(Exercise):
Write out the passage of the quantum vibronics text word for word, starting with "At UC Riverside, physicists" and going on through "decades from now.".

(Selected excerpt):
- - - - -
At UC Riverside, physicists have discovered how to move quantum wave functions across ultra-thin materials with the flick of a voltage switch—a breakthrough that could reshape how we capture solar energy and build quantum computers decades from now.

The discovery centers on vibronics, a field that explores how vibrations shape the behavior of quantum particles in materials. Nathaniel Gabor, a professor of physics and astronomy and director of UC Riverside's Center for Quantum Vibronics in Energy and Time (QuVET), leads a team that recently published three papers—all designated as Editors' Suggestions—showing that control over quantum wave functions is no longer theoretical. It's experimentally real.

The implications matter because nature has been doing this for billions of years. In photosynthesis, light creates a quantum excitation that travels through plant molecules until it reaches a reaction center, where it converts into usable energy. Plants lose virtually no energy to heat in this process. Synthetic solar cells, by contrast, waste significant power this way. Understanding the quantum mechanics behind photosynthesis could help engineers design solar panels that work with near-biological efficiency.
- - - - -
(Provided information):
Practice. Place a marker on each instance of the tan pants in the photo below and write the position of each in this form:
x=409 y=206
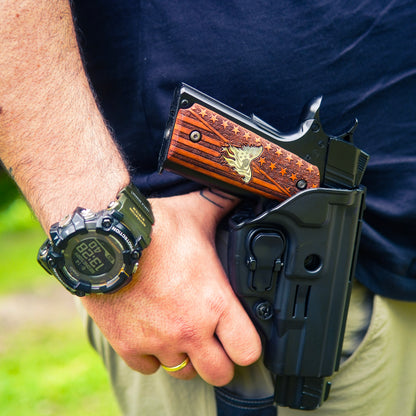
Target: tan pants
x=379 y=378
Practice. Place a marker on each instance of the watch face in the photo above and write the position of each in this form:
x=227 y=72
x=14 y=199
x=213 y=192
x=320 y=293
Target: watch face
x=94 y=259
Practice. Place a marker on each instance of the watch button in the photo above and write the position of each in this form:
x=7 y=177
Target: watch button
x=87 y=214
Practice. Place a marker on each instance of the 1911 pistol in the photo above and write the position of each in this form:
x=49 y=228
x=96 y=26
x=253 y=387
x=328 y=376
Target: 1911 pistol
x=212 y=143
x=292 y=264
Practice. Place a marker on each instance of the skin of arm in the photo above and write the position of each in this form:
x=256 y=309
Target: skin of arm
x=61 y=154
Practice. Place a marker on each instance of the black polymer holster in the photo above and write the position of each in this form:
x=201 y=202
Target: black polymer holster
x=292 y=268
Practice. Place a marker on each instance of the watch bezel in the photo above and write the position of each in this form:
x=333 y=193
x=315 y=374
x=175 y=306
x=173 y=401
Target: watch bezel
x=67 y=238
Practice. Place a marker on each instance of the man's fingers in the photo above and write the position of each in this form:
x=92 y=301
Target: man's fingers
x=212 y=363
x=238 y=336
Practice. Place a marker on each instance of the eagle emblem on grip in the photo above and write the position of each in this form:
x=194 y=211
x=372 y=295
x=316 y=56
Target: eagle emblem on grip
x=240 y=158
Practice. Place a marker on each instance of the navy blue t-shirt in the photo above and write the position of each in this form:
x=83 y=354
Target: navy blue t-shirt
x=269 y=58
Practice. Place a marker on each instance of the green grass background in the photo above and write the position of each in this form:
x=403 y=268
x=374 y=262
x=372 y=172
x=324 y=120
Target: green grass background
x=45 y=369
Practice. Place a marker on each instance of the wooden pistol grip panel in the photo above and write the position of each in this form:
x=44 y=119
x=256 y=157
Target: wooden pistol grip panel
x=207 y=147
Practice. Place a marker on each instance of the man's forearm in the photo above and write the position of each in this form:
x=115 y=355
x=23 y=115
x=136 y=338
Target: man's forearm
x=53 y=139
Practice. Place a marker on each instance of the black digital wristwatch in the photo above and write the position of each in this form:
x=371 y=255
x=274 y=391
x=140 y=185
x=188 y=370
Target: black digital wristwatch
x=99 y=252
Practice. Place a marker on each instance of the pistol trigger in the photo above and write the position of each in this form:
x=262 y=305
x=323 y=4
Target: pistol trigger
x=348 y=135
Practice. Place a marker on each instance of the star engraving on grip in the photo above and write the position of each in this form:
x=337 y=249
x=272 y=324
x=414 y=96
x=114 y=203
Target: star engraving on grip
x=240 y=158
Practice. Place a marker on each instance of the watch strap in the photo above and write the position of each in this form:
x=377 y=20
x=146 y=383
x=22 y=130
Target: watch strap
x=136 y=213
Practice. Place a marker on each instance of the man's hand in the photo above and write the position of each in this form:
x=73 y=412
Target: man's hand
x=180 y=302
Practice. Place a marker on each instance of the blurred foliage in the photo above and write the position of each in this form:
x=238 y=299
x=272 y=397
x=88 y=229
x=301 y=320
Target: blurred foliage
x=45 y=370
x=8 y=190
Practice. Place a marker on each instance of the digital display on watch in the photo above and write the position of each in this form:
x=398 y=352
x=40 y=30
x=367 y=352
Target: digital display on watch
x=92 y=257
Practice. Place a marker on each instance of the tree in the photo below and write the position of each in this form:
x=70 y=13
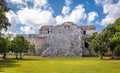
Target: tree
x=3 y=20
x=4 y=46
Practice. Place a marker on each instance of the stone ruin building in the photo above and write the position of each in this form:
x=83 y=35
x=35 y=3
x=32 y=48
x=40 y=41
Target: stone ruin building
x=65 y=40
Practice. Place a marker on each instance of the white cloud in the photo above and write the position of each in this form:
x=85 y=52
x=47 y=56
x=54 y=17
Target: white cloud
x=65 y=10
x=12 y=17
x=15 y=1
x=68 y=2
x=40 y=3
x=112 y=12
x=27 y=29
x=75 y=16
x=91 y=17
x=103 y=2
x=35 y=17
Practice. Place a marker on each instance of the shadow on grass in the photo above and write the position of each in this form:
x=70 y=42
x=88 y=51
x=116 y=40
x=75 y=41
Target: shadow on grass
x=8 y=63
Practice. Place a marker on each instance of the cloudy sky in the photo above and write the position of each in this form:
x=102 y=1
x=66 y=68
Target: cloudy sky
- - - - -
(Response for this exercise):
At UC Riverside, physicists have discovered how to move quantum wave functions across ultra-thin materials with the flick of a voltage switch—a breakthrough that could reshape how we capture solar energy and build quantum computers decades from now.